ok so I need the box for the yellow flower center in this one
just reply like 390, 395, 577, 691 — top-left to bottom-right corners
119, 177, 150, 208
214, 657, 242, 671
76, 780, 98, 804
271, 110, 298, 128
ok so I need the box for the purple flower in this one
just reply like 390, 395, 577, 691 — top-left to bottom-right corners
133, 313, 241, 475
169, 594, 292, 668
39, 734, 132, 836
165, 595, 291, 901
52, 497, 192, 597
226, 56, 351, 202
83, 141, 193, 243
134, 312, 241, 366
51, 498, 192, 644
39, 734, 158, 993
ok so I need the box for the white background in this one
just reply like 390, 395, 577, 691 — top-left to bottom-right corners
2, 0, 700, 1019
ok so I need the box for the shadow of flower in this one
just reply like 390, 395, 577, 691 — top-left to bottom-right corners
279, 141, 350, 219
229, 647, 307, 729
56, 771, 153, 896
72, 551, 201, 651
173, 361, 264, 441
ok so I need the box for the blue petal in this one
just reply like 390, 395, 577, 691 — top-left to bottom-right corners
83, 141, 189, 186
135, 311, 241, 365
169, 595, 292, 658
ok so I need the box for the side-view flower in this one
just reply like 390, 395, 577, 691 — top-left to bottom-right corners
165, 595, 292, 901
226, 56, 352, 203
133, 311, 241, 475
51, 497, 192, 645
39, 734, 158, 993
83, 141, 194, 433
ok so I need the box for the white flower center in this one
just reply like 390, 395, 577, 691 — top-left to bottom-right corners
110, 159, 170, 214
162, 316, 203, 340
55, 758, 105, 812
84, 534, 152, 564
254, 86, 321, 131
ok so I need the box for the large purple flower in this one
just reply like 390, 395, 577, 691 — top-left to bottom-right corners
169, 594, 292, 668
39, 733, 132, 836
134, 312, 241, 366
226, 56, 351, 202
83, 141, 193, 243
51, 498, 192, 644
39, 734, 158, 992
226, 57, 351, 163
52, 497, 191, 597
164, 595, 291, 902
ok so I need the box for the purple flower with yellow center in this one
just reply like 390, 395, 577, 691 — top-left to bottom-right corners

• • • • • • •

Give back the lines above exactly, from the one with "ok so I need the box for the white flower" through the last line.

> [SOLUTION FOR THIS PROBLEM]
ok so I need the box for the white flower center in this one
just reply like 390, 395, 577, 691 — top-left to bottom-right corners
110, 159, 170, 214
162, 316, 203, 340
55, 758, 105, 812
84, 534, 152, 564
254, 86, 321, 131
ok so I need the box for the large purple flower in this one
just reply like 390, 395, 577, 691 — top-left to bottom-right corners
169, 594, 292, 668
39, 733, 132, 836
134, 312, 241, 366
226, 56, 351, 202
83, 141, 193, 243
51, 498, 192, 644
39, 734, 158, 992
226, 57, 351, 163
52, 497, 191, 597
164, 595, 291, 902
ok so I need the box for the purple flower with yellow center in this one
just reply like 390, 395, 577, 691 — top-left to bottom-right corners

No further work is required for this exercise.